_RECORDS PROVIDED_
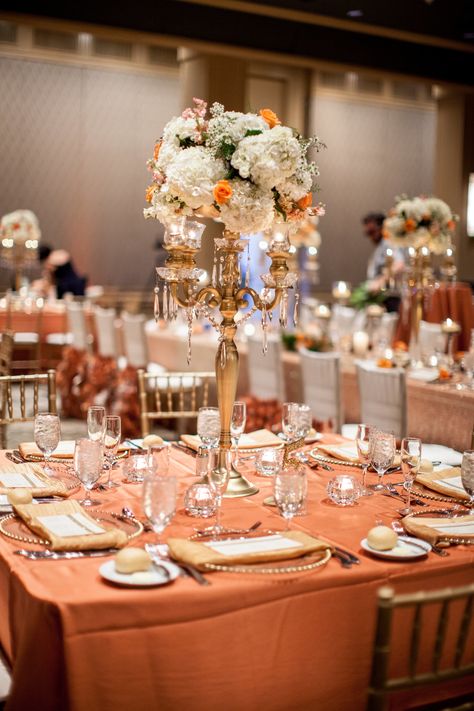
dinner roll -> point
(132, 560)
(20, 496)
(382, 538)
(151, 440)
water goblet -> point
(111, 442)
(382, 455)
(289, 420)
(209, 426)
(363, 442)
(467, 476)
(290, 492)
(237, 426)
(411, 457)
(87, 466)
(47, 429)
(159, 504)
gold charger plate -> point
(304, 563)
(13, 527)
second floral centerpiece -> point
(252, 174)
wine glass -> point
(467, 476)
(411, 457)
(87, 466)
(159, 503)
(290, 492)
(112, 438)
(47, 430)
(363, 442)
(289, 420)
(209, 426)
(237, 426)
(382, 455)
(96, 423)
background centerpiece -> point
(253, 175)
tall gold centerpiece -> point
(251, 174)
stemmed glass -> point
(411, 458)
(47, 435)
(209, 426)
(467, 476)
(237, 426)
(290, 492)
(159, 503)
(289, 420)
(363, 442)
(112, 438)
(87, 466)
(382, 455)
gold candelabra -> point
(228, 293)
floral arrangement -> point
(247, 170)
(420, 222)
(20, 227)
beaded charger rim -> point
(36, 540)
(469, 541)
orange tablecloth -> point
(246, 641)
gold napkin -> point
(52, 487)
(250, 440)
(440, 528)
(64, 450)
(432, 481)
(199, 554)
(42, 518)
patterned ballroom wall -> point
(74, 142)
(374, 152)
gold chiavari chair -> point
(172, 395)
(449, 614)
(19, 398)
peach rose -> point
(305, 201)
(270, 117)
(222, 192)
(149, 192)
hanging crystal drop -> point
(156, 303)
(165, 301)
(247, 271)
(295, 310)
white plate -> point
(139, 580)
(404, 550)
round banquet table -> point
(301, 640)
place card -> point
(263, 544)
(25, 481)
(69, 525)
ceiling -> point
(441, 50)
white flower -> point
(269, 157)
(250, 209)
(192, 175)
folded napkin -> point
(64, 450)
(444, 480)
(261, 549)
(32, 477)
(437, 528)
(69, 528)
(251, 440)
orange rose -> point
(305, 201)
(270, 117)
(222, 192)
(149, 192)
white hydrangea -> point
(250, 209)
(268, 158)
(192, 175)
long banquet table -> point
(299, 641)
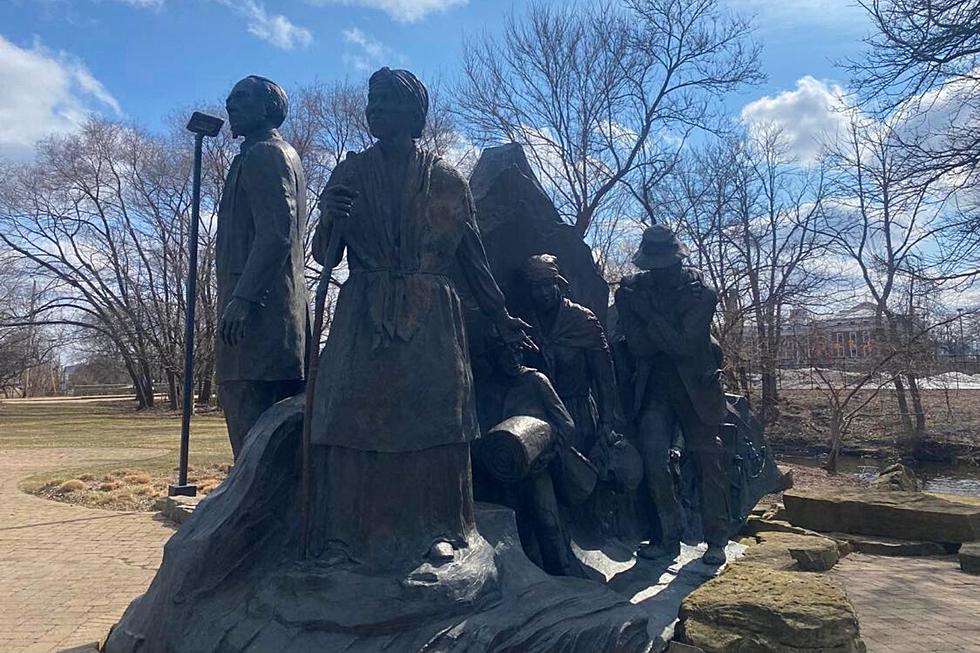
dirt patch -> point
(126, 489)
(814, 478)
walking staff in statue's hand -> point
(665, 312)
(262, 305)
(394, 413)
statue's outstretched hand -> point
(234, 319)
(337, 201)
(514, 330)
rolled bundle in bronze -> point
(509, 450)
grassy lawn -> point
(131, 484)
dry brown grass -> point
(123, 489)
(131, 485)
(952, 423)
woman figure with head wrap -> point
(394, 412)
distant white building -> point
(847, 334)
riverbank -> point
(952, 434)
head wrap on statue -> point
(544, 267)
(408, 89)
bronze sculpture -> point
(516, 392)
(574, 351)
(259, 260)
(665, 314)
(394, 390)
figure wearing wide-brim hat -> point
(665, 315)
(660, 248)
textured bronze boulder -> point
(762, 610)
(230, 582)
(887, 513)
(970, 558)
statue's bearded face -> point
(546, 294)
(247, 108)
(388, 114)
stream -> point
(960, 478)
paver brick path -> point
(67, 572)
(913, 605)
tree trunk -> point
(919, 411)
(769, 410)
(903, 406)
(835, 441)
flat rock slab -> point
(970, 558)
(177, 509)
(791, 551)
(754, 608)
(655, 586)
(756, 525)
(903, 515)
(888, 546)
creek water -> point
(958, 478)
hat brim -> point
(645, 260)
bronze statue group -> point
(401, 432)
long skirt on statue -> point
(386, 510)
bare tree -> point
(598, 93)
(924, 56)
(752, 215)
(890, 226)
(100, 217)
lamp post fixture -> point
(201, 124)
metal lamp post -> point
(201, 124)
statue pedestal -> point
(230, 583)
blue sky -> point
(141, 59)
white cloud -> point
(272, 28)
(368, 53)
(807, 117)
(44, 93)
(143, 4)
(406, 11)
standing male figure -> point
(262, 306)
(665, 314)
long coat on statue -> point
(259, 257)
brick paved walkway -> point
(66, 572)
(913, 605)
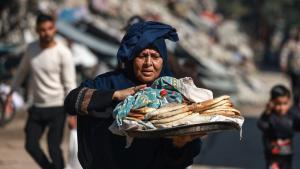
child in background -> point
(278, 124)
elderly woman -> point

_WHAT YOU NEED TO DO_
Begin with the line containing "metal lamp post -> point", stop at the last line of the records above, and copy every line in between exactly, both ends included, with no pictures.

_EXERCISE SOLUTION_
metal lamp post -> point
(201, 124)
statue pedestal -> point
(230, 583)
blue sky -> point
(141, 59)
white cloud -> point
(272, 28)
(368, 53)
(807, 117)
(44, 93)
(143, 4)
(406, 11)
standing male figure -> point
(262, 306)
(665, 314)
long coat on statue -> point
(259, 257)
brick paved walkway -> point
(66, 572)
(913, 605)
child in background -> point
(278, 124)
elderly woman -> point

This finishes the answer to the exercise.